(Stored data entries)
* * *
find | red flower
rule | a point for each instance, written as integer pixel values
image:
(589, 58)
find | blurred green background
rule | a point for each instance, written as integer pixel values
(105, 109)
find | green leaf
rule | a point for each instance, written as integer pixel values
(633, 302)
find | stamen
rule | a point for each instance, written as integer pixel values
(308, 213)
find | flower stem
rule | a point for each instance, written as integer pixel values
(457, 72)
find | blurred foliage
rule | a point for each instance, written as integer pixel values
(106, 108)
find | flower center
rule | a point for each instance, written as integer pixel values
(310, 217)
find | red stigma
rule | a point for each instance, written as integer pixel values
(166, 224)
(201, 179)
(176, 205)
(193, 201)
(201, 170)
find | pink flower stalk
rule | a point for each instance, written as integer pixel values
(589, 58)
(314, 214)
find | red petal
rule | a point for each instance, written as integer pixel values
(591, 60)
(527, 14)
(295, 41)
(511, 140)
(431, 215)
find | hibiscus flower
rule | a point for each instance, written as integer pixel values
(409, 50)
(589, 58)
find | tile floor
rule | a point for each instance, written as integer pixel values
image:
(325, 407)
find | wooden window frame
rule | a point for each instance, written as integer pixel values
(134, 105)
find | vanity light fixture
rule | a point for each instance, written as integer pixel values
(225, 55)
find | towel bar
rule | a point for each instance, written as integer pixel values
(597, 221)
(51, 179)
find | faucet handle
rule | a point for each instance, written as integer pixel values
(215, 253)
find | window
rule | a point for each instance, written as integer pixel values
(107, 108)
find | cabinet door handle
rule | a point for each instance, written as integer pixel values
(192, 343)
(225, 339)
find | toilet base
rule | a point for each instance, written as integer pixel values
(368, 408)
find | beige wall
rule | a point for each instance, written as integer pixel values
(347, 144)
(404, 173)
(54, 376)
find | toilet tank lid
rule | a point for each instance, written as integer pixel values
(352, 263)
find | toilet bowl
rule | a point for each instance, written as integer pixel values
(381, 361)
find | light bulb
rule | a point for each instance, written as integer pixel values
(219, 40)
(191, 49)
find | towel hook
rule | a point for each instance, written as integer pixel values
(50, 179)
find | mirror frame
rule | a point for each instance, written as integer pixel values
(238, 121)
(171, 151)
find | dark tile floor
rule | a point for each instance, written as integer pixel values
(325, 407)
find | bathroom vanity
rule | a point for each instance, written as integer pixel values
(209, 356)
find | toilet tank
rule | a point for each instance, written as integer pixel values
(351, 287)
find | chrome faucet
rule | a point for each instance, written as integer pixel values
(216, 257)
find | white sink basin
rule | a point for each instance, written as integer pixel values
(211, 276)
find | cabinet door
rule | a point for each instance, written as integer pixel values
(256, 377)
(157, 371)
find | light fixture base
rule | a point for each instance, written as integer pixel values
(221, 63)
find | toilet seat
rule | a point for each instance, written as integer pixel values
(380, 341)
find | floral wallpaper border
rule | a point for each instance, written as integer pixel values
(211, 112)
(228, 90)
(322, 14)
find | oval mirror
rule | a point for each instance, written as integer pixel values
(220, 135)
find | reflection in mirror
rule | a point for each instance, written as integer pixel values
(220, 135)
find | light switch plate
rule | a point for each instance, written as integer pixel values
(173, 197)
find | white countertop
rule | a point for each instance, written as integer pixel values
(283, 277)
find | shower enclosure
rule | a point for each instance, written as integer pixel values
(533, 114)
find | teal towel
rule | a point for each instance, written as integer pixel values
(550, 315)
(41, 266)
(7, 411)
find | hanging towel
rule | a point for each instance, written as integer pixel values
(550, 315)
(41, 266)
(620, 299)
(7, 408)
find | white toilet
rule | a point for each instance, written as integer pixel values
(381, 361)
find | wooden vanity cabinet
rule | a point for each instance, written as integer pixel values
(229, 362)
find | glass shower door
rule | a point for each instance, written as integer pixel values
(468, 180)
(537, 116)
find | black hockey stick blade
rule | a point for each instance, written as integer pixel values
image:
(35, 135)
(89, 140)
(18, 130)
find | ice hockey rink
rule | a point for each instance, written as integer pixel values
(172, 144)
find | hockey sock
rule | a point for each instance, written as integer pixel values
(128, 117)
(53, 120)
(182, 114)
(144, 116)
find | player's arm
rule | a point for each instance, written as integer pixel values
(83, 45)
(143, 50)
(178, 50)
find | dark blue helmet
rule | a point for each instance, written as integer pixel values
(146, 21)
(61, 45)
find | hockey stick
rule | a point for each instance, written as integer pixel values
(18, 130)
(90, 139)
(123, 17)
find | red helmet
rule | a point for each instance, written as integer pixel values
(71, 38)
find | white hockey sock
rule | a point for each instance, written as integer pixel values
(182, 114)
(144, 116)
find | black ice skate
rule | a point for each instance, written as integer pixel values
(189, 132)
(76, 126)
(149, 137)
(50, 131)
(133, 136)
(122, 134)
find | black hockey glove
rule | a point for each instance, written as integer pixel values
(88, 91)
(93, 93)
* * *
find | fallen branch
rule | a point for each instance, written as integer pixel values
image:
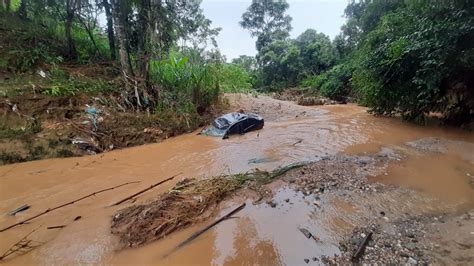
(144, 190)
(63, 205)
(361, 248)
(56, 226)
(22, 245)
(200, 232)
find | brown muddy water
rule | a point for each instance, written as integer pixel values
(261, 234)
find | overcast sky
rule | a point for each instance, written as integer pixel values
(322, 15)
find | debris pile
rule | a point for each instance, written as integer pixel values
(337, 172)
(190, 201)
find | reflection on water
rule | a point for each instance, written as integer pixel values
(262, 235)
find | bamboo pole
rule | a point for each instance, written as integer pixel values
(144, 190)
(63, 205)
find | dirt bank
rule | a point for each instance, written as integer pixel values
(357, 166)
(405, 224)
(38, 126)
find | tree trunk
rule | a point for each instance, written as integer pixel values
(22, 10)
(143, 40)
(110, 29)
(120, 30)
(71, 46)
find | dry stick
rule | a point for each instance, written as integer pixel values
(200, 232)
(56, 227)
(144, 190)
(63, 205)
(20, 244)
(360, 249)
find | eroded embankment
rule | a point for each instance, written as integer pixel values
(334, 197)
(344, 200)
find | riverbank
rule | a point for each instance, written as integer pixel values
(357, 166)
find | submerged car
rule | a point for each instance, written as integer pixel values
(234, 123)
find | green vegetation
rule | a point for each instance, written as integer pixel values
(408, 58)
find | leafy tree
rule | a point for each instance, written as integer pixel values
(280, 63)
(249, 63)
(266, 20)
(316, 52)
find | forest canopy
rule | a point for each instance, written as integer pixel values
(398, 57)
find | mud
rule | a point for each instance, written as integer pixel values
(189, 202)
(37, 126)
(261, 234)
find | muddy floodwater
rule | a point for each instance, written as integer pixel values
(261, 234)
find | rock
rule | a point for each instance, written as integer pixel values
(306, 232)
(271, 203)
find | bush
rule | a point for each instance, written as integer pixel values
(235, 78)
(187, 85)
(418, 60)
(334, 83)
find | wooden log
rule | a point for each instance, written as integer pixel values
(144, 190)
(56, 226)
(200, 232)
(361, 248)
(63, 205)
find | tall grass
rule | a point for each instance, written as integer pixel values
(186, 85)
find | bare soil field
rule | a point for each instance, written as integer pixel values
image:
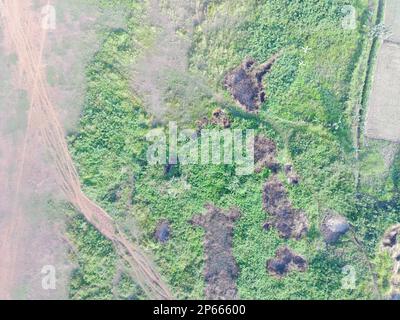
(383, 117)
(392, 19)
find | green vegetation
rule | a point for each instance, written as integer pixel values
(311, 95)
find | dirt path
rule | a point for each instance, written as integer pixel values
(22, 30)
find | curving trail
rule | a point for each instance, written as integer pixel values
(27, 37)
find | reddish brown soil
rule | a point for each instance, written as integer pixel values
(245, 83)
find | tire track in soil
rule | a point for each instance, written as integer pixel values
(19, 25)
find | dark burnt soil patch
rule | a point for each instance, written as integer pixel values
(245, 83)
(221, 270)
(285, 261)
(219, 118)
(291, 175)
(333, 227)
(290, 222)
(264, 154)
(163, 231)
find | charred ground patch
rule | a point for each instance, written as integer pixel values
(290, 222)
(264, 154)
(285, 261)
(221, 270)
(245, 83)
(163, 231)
* * *
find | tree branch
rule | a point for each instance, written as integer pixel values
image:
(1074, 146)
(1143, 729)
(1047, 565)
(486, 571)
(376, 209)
* * *
Problem statement
Take exactly the lines from the one containing "find | red flower" through the one containing "find | stamen" in the data above, and output them with nothing added.

Reply to the task
find | red flower
rule | a point for each instance, written as integer pixel values
image:
(589, 58)
find | blurred green background
rule | a point for each instance, written as integer pixel values
(105, 109)
find | green leaf
rule | a point for each instance, written as integer pixel values
(633, 302)
find | stamen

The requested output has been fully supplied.